**Document excerpt:**
Start of Block

Researchers studied the effect of changes in the gene filaggrin, which helps the skin block out allergens. Changes in the gene were already thought to reduce the effectiveness of the barrier, increasing the risk for eczema and asthma, say the U.K., Dutch and Canadian the researchers.
Now, such changes appear to raise the risk of peanut allergy as well, said the team, whose work is published in the March issue of the Journal of Allergy and Clinical Immunology.
"It was a logical next step to investigate whether filaggrin may also be a cause of peanut allergy, since a child may develop all three of these diseases together," Dr. Sara Brown of the division of molecular medicine at the University of Dundee said in a release.
"Allergic conditions often run in families, which tells us that inherited genetic factors are important. In addition to that, changes in the environment and our exposure to peanuts are thought to have been responsible for the recent increase in peanut allergy seen in the Western world in particular."
The team's findings suggest one in five peanut allergy sufferers has a filaggrin defect, which means it is not the only cause of peanut allergies, said Prof. Irwin McLean, a study co-author also based at Dundee in Scotland.
But people with the defect are three times more likely to suffer a peanut allergy than people with normal filaggrin, the researchers reported.
The study looked at 71 English, Dutch, and Irish patients with positive peanut results in an oral food test, where the patient eats the food while a physician watches carefully for symptoms. Their genetic findings were compared with 1,000 controls from the English population.

End of Block

**Actions to take:**
[a] Answer these questions using the filaggrin article.
(i) In which journal, and in which issue, was the team's work published?
(ii) How many controls were the patients' genetic findings compared with?
(iii) How much more likely are people with the filaggrin defect to suffer a peanut allergy than people with normal filaggrin?
[b] List every disease that the filaggrin article links to changes in the filaggrin gene.
[c] Return the passage of the filaggrin article starting at "Now, such changes" and ending at "and Clinical Immunology.", word for word.

**Raw data:**
Start of Block

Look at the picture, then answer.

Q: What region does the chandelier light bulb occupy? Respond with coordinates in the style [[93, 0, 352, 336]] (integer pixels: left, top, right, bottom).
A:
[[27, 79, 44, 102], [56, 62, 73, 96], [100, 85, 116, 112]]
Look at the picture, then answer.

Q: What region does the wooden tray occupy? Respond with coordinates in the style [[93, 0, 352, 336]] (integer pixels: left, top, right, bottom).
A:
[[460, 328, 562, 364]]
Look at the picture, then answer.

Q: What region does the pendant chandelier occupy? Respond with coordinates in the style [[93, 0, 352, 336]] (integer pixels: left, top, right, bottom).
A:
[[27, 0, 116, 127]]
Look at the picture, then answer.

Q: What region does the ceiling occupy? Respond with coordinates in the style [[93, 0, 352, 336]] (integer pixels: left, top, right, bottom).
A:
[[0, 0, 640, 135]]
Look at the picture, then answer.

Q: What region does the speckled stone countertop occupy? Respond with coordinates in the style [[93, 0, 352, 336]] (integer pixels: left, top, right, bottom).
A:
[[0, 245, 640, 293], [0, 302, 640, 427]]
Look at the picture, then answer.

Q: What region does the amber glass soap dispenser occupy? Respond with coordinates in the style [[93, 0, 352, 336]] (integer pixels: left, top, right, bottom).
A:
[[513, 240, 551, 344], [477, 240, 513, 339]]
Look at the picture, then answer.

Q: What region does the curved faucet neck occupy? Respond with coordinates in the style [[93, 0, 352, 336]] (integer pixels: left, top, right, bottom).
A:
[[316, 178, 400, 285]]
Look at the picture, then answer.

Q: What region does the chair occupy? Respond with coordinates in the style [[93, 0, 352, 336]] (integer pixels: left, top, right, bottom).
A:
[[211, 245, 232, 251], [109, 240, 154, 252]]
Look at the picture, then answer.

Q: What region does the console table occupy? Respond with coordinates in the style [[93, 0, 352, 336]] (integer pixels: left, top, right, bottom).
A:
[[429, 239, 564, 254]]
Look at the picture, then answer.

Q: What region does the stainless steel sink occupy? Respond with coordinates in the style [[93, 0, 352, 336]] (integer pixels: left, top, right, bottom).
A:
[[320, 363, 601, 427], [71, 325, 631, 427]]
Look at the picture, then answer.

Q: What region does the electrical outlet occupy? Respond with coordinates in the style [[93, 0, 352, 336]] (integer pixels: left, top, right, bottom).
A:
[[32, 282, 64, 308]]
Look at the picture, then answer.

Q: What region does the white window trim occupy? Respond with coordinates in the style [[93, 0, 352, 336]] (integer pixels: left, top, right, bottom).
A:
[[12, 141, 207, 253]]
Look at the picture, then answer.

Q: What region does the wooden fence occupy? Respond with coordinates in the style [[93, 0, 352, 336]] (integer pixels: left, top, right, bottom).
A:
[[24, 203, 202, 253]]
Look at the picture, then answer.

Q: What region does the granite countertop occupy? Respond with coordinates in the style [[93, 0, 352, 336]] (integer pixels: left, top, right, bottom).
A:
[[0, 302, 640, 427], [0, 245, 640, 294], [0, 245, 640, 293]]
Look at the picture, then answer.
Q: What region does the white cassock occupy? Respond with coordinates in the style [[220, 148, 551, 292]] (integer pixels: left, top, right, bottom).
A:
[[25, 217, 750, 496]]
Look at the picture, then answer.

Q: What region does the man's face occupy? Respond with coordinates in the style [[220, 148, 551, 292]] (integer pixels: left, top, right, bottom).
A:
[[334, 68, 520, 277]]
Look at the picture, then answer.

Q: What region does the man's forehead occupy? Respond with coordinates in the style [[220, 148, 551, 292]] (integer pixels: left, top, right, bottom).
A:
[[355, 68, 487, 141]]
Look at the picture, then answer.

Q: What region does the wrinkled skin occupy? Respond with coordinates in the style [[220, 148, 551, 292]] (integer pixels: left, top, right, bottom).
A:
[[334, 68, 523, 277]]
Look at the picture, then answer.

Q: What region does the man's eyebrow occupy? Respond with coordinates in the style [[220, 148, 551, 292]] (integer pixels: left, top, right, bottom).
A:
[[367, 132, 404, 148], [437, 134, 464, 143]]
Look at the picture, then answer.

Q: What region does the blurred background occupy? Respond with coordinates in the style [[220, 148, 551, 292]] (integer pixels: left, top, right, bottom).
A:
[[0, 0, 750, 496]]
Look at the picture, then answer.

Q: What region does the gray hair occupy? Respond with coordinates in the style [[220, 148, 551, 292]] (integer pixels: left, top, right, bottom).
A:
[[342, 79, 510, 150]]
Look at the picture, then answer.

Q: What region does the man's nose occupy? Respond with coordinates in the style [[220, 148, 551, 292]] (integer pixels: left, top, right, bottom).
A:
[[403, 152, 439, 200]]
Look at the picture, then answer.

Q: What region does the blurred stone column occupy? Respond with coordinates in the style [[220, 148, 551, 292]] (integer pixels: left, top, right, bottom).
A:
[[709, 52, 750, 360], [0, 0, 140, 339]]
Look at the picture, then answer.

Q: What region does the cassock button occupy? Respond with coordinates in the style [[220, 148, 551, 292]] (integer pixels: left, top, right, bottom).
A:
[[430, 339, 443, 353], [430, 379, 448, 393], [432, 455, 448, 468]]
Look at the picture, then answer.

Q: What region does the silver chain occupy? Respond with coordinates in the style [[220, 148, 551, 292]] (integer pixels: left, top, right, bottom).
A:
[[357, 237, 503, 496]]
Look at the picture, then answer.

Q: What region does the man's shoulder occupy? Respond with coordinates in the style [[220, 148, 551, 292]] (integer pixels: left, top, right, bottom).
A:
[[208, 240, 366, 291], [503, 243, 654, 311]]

End of Block

**Task-by-task outputs:**
[a]
(i) The Journal of Allergy and Clinical Immunology, March issue.
(ii) 1,000 controls from the English population.
(iii) Three times more likely.

[b]
- Eczema
- Asthma
- Peanut allergy

[c]
Now, such changes appear to raise the risk of peanut allergy as well, said the team, whose work is published in the March issue of the Journal of Allergy and Clinical Immunology.